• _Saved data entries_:
━━━━━━━━━━━━━━━━━━━━━━━━━━━━━━

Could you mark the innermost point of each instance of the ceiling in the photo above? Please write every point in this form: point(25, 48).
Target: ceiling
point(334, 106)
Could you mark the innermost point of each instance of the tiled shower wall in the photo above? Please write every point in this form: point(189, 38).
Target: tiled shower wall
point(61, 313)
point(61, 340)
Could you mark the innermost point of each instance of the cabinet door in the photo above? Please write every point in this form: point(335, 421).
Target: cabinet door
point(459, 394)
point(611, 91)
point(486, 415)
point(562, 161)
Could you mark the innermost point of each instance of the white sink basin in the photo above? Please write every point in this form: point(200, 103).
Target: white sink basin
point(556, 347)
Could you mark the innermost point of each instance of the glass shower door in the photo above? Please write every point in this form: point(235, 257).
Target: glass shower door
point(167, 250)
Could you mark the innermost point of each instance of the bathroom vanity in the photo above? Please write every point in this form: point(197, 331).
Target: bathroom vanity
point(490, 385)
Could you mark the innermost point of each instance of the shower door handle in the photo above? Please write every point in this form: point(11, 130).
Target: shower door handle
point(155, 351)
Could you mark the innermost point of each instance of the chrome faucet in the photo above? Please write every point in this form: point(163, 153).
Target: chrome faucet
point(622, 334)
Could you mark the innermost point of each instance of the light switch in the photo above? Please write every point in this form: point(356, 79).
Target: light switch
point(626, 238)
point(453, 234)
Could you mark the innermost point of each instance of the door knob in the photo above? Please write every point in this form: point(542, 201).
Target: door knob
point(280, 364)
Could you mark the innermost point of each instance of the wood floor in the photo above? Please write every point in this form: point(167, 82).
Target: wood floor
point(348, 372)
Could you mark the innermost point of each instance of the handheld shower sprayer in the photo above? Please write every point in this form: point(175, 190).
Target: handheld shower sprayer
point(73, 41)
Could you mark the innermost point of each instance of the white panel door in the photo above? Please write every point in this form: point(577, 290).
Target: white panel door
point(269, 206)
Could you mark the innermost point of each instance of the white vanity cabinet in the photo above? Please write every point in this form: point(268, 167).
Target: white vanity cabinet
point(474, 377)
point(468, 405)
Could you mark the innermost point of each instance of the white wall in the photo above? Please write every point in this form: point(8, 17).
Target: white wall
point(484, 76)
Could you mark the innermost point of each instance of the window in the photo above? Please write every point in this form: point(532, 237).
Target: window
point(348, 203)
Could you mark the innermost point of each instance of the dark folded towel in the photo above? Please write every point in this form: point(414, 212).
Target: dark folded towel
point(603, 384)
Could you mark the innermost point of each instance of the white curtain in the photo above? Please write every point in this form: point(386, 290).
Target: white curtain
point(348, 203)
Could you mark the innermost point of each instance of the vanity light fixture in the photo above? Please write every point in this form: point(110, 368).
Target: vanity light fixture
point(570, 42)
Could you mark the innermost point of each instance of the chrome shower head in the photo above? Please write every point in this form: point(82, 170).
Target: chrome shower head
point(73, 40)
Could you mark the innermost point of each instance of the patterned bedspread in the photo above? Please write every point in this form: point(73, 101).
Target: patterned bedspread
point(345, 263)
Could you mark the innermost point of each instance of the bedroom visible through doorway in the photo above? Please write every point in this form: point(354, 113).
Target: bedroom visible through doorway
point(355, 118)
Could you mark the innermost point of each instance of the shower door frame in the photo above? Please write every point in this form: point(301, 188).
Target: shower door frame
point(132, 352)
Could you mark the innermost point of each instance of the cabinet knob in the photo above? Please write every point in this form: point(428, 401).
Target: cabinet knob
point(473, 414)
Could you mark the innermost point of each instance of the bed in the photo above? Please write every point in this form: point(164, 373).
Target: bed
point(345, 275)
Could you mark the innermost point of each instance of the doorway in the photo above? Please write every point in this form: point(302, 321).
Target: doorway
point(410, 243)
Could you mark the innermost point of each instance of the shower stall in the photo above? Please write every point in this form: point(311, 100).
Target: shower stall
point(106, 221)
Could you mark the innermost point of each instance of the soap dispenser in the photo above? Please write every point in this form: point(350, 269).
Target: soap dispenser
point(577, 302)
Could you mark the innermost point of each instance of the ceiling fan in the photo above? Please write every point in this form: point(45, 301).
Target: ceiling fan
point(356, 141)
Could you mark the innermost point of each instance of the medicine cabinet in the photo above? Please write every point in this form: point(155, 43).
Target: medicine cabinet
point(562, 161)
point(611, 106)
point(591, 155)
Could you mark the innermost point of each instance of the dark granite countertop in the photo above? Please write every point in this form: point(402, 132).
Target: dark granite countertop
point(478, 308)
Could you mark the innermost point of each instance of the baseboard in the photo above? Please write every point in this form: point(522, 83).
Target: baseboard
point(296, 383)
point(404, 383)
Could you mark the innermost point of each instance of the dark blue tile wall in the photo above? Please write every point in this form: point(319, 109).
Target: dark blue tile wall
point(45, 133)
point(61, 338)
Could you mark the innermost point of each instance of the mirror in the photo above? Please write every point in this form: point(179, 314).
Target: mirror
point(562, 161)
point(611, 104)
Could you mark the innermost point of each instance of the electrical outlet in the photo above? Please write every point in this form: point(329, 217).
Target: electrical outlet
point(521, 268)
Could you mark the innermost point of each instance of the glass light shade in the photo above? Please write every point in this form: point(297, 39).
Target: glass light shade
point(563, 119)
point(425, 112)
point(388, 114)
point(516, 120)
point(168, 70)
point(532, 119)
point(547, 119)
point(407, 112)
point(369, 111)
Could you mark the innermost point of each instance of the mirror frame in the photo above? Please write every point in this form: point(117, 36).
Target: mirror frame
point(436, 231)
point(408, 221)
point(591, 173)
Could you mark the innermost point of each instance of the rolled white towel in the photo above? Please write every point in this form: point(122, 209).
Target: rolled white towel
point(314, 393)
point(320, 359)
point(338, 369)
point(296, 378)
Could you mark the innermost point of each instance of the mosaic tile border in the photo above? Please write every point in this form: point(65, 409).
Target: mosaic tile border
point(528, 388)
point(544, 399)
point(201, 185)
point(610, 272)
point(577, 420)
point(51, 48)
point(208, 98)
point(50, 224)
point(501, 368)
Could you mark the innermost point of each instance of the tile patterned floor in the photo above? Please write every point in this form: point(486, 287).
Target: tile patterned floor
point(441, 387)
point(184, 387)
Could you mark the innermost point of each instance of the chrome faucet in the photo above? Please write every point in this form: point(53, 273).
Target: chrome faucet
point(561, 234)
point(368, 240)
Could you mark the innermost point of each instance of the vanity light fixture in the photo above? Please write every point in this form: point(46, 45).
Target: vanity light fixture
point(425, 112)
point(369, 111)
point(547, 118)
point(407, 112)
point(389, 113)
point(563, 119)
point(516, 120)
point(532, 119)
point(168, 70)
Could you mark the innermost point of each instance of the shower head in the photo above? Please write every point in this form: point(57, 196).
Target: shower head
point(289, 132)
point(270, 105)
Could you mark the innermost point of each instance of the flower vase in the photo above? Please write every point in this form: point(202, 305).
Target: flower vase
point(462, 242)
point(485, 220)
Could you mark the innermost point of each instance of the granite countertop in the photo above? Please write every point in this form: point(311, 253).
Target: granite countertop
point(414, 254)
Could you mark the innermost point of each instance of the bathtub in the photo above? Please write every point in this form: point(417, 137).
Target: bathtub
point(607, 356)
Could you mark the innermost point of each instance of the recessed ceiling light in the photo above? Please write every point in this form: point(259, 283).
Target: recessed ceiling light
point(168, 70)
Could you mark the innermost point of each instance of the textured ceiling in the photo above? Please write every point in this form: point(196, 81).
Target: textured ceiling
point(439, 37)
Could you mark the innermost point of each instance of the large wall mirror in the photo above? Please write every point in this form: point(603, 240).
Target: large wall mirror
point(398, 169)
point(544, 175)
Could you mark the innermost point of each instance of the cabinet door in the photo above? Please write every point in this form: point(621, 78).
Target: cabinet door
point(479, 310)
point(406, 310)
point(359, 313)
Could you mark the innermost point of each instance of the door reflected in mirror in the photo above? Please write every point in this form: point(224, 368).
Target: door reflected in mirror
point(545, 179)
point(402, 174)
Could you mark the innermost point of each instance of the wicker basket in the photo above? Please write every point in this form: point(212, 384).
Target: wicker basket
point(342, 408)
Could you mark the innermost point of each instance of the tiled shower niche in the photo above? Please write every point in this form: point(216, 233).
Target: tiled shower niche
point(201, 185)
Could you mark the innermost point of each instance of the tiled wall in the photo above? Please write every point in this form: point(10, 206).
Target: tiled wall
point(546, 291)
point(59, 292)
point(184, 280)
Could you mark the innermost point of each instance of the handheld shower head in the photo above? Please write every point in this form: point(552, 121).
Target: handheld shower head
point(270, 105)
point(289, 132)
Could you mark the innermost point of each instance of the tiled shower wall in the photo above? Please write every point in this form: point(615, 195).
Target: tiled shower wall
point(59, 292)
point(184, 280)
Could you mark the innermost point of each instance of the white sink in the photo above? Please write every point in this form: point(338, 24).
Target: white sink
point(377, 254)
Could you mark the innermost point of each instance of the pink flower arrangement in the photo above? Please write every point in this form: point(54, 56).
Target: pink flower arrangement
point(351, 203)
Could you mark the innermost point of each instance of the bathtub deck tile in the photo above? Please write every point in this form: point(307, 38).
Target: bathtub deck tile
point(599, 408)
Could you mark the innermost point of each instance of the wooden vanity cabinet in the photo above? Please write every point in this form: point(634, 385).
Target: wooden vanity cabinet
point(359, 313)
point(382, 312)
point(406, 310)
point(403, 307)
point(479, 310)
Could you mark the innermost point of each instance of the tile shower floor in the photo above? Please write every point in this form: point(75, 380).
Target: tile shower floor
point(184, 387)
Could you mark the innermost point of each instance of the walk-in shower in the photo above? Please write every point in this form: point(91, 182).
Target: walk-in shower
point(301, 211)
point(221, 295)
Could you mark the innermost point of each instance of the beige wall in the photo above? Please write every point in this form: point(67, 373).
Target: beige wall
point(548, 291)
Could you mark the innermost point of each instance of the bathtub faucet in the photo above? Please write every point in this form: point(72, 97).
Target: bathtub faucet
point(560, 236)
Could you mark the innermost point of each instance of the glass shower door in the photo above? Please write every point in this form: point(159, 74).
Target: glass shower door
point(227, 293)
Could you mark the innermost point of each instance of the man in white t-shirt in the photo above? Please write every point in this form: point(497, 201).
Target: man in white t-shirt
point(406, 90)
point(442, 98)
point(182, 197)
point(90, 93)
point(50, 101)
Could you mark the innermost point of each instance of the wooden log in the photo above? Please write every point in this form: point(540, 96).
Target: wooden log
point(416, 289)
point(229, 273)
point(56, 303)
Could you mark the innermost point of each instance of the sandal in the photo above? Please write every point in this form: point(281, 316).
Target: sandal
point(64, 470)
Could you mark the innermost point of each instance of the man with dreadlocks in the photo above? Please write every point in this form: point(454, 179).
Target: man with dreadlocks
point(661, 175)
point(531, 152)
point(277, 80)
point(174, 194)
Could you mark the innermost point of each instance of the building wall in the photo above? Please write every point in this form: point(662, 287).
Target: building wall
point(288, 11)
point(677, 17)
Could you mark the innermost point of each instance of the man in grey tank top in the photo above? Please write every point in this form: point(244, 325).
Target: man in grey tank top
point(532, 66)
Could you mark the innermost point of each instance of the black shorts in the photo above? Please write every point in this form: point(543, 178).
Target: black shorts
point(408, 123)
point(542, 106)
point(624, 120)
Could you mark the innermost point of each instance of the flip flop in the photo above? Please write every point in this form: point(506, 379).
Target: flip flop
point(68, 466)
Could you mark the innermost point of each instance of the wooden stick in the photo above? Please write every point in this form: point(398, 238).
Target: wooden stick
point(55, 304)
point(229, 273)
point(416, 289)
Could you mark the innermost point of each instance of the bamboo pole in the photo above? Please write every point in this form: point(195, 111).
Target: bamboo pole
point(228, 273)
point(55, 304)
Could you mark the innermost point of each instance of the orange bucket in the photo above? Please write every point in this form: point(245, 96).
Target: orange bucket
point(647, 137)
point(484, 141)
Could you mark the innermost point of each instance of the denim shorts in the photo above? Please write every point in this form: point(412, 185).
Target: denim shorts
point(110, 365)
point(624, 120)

━━━━━━━━━━━━━━━━━━━━━━━━━━━━━━

Put everything from the line containing "form: point(350, 269)." down to the line containing "point(356, 141)", both of those lines included, into a numbered list, and leave out any blank lines.

1. Could you mark the innermost point of each instance of the soap dispenser in the photo above? Please write every point in this form: point(350, 269).
2. Target: soap dispenser
3. point(577, 302)
4. Could you mark the innermost point of each instance of the ceiling fan in the photo above? Please write every point in this form: point(45, 301).
5. Target: ceiling fan
6. point(356, 141)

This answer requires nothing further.